TEXT EXTRACT —
_ _ _

Contractor Friendly Lenders and Mortgage Brokers
Instinctively, most contractors go onto the web and Google "best buy mortgage deals” or “best low rate mortgages” and more often than not will find HSBC Bank, First Direct and ING leading the tables. However, the reality is that all the above lenders are not contractor friendly! The majority of contractors that come to us have previously obtained an “agreement in principle” only to be told once their application reaches the underwriter that their application has been declined because it is “out of criteria”. Some contractors are also let down by non specialist mortgage brokers who have approached the wrong lender or poorly packaged the application. Each failed application leaves a footprint on your credit record, this makes the next application more difficult and it is therefore essential to get it right from the start.
Lenders like HSBC, First Direct and ING have a simplistic view of what qualifies as relevant earnings for lending purposes. They also have a bias towards permanent employment as they view this type of borrower as less of a risk.

_ _ _

[Records from a collection]

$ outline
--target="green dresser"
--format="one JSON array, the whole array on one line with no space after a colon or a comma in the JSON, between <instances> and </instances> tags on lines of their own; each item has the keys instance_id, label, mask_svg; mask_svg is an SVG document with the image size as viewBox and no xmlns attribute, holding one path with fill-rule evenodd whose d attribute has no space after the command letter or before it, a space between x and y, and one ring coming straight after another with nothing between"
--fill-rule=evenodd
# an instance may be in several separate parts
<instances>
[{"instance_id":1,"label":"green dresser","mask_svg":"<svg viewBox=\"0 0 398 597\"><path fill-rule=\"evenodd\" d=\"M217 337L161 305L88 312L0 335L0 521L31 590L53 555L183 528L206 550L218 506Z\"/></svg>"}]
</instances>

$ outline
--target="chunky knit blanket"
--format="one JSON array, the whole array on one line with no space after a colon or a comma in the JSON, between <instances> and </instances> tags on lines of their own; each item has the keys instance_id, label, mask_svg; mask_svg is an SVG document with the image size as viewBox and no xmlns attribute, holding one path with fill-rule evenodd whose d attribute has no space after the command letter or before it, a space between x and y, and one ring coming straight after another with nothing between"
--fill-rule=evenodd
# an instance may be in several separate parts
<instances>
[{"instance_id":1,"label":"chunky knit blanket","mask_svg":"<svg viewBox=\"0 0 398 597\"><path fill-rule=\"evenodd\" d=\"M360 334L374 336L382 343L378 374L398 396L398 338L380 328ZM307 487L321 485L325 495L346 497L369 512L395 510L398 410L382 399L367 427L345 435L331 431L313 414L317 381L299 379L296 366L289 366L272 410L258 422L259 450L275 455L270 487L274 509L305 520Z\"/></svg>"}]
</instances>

_ _ _

From the contractor mortgage text above, quote the passage starting at "Contractor Friendly Lenders" and ending at "from the start.", word for word.

SOLUTION TO THE PROBLEM —
Contractor Friendly Lenders and Mortgage Brokers
Instinctively, most contractors go onto the web and Google "best buy mortgage deals” or “best low rate mortgages” and more often than not will find HSBC Bank, First Direct and ING leading the tables. However, the reality is that all the above lenders are not contractor friendly! The majority of contractors that come to us have previously obtained an “agreement in principle” only to be told once their application reaches the underwriter that their application has been declined because it is “out of criteria”. Some contractors are also let down by non specialist mortgage brokers who have approached the wrong lender or poorly packaged the application. Each failed application leaves a footprint on your credit record, this makes the next application more difficult and it is therefore essential to get it right from the start.